理に遊ぶ

昨日は、無事にブロックチェーン神社の建立式典を終えることができました。4年前から古民家甦生をはじめ、暮らしフルネスという智慧の仕組みに取り組む中で神社建立は一つの大きな目標でした。

これは暮らしの中には常に八百万の神々がいて、暮らしの実践の中で常に神様の方を向いて本心に恥じるところがないか、また動機は善であるか、自然の道を歩んでいるかと、正対するためにも必要なことでした。

思い返せば、家の中には暮らしの神様ばかりで現在は社員の数よりも神様の方が増えていき不思議な感覚になります。そして主客一体の境地においてはお客様も神様ですから日々に私たちは多くの神様と一緒に暮らしを味わっているのです。

このブログを書いている目の前でも、朝の薄明かりの陰翳の中で小さな羽釜に炭を入れ自ら育てた新米を炊いてその香りを嗅ぎながら出来頃を五感を使って待っています。水は井戸の水を汲み、火は炭火でゆっくりとじっくりと、湯気がしんしんとたち、中からぐつぐつとお米が回転し混ざり合っている心地より音色が聴こえてきます。それを大きな火鉢が囲み、その台の上にパソコンを載せて一緒一体で心も体も精神も穏やかです。

ハイテクとハイタッチ、この両輪を如何に正しく活用していくか。最先端技術と暮らしの智慧を如何に組み合わせるか、これができてはじめて人類はこの時代を新たに刷新していくことができると私は確信しています。

様々な矛盾を受け容れるのは柔軟性ですが、その柔軟性の根源になるのは神人合一の生き方です。

これからいよいよ革新と核心に入ってきますが、これが理解できる視座の高い人たちを集め、この世の理を遊んでみたいと思います。

新時代のはじまり

本日は、神社建立式ののち直会(なおらい)をBAで行う予定です。この直会とは、神事ののちに神饌としてお供えしたものを参拝者と共にいただく行事(共飲共食儀礼)の事を指します。そして供物そのものもまた直会と呼びます。

これは正月の歳神様の依り代である鏡餅をみんなでいただくことでその神様との結びつきを強くしその力の恩恵を受けることと似ています。穀物にはむかしから神霊が宿っていると信じられていましたからその力をみんなで分け合うことで私たちは元氣をいただいていたのでしょう。この元氣は、いのちの力であり、生命の活力のことです。

また直会の語源は、「直り合い」(なおりあひ)からきているといいます。この直という字は、素直の直のことを指します。この直るという字は、邪気や穢れが祓われた清浄で明るく澄んだ姿のことを指します。
------------------------------------
> [課題一覧]
A: 下にある領域ラベル付けのレコードを、すべて一字一句変えずに書き写してください。
B: 上の神社建立と直会についての文章の続きを、最後の文の次から書いてください。

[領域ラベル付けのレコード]
------------------------------------
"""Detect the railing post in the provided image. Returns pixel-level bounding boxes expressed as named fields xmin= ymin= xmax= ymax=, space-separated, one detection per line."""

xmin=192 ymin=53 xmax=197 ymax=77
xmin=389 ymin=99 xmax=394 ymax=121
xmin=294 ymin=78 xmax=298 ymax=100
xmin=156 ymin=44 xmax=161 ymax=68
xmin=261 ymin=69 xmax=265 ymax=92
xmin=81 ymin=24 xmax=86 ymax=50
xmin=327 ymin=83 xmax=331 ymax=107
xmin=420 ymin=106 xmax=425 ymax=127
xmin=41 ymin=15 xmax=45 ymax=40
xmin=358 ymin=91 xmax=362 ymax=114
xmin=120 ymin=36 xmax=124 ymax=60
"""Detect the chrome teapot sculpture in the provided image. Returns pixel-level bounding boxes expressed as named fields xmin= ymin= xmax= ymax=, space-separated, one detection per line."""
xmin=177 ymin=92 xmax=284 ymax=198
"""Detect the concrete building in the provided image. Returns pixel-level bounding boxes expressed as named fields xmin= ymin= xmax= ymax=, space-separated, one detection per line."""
------------------------------------
> [各課題の回答]
A:
"""Detect the railing post in the provided image. Returns pixel-level bounding boxes expressed as named fields xmin= ymin= xmax= ymax=, space-separated, one detection per line."""

xmin=192 ymin=53 xmax=197 ymax=77
xmin=389 ymin=99 xmax=394 ymax=121
xmin=294 ymin=78 xmax=298 ymax=100
xmin=156 ymin=44 xmax=161 ymax=68
xmin=261 ymin=69 xmax=265 ymax=92
xmin=81 ymin=24 xmax=86 ymax=50
xmin=327 ymin=83 xmax=331 ymax=107
xmin=420 ymin=106 xmax=425 ymax=127
xmin=41 ymin=15 xmax=45 ymax=40
xmin=358 ymin=91 xmax=362 ymax=114
xmin=120 ymin=36 xmax=124 ymax=60
"""Detect the chrome teapot sculpture in the provided image. Returns pixel-level bounding boxes expressed as named fields xmin= ymin= xmax= ymax=, space-separated, one detection per line."""
xmin=177 ymin=92 xmax=284 ymax=198
"""Detect the concrete building in the provided image. Returns pixel-level bounding boxes expressed as named fields xmin= ymin= xmax= ymax=, space-separated, one detection per line."""

B:
人間はこの世に出れば誰しも執着を持ち、個人的な観念や想念によって価値観が形成され本来の自然のままであることやあるがままであることを忘れてしまうものです。その穢れを神威によって祓われることでみんなが素直になった自分と出会うことができる。そういう出会いの場こそ私は直会の本質であろうと思います。

心が澄んでいく感覚というのは、あるがままのものがあるべきように存在そのものの「徳」が顕現する状態です。本来の人間は誰しも、魂の中にはその徳の境地を持っています。徳の境地の存在は私たちの転生意識にこそあります。地上に生まれて生きていく中で私たちは様々な穢れを受けますが、その中で何度でも生まれ変わり魂を磨いていく生き方をしたいと願い何度も転生しているのはその徳の境地があるからです。これを仏教では「縁起」といい、神道では「むすび」といい、西洋では「愛」とも呼びます。そして私は、新しい時代に入りこれらを「徳積」という言葉で語ることを定義しました。

本日は春分の日、古来からの伝統的な暦では今日この日をもってはじめて「庚子」(かのえね)年となります。つまり今日こそが旧正月と春分が重なり「本当の新年がはじまる日」なのです。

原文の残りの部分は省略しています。